### What this task involves
The entries that follow include a run beginning at the line with "Target: night sky" and ending at the line with "Target: protruding stone corbel"; restate that run word for word and leave the rest out.

START Records supplied

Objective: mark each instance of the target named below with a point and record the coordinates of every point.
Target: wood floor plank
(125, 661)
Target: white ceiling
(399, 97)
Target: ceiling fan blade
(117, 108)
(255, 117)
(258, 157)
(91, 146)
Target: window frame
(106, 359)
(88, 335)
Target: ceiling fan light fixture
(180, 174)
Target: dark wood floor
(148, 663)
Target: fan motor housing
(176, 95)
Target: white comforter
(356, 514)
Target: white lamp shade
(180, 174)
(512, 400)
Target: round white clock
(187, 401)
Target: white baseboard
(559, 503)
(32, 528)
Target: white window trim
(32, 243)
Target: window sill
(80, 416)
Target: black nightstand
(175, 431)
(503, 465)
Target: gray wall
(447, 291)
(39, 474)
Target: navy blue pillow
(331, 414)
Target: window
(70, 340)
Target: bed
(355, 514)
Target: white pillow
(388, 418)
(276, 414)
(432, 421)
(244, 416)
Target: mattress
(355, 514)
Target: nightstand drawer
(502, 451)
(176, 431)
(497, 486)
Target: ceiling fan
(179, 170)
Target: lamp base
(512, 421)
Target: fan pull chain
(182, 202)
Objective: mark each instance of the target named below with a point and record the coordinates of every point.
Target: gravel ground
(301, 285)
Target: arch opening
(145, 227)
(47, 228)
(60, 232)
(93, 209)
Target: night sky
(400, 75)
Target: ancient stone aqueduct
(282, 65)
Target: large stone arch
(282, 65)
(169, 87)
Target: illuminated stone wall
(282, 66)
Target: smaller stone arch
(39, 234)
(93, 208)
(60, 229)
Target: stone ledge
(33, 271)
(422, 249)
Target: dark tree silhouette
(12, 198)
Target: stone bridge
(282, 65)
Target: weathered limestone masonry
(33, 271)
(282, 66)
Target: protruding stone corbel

END Records supplied
START Records supplied

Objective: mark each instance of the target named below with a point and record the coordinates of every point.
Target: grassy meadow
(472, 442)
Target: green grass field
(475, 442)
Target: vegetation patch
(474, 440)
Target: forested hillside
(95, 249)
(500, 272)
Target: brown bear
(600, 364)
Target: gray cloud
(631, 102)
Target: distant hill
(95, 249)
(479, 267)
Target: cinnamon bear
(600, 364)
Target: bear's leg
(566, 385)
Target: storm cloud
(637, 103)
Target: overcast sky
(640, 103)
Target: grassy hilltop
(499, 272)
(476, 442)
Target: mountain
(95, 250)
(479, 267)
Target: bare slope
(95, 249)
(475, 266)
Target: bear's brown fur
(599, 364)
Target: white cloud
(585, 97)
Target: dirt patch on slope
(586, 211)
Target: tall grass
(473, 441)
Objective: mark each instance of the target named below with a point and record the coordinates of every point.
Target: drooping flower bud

END Records supplied

### Reply
Target: night sky
(400, 75)
Target: ancient stone aqueduct
(282, 65)
Target: large stone arch
(282, 65)
(169, 87)
Target: illuminated stone wall
(282, 66)
Target: smaller stone arch
(39, 234)
(93, 208)
(60, 229)
Target: stone ledge
(33, 271)
(422, 249)
Target: dark tree silhouette
(12, 198)
Target: stone bridge
(282, 65)
Target: weathered limestone masonry
(33, 271)
(282, 66)
Target: protruding stone corbel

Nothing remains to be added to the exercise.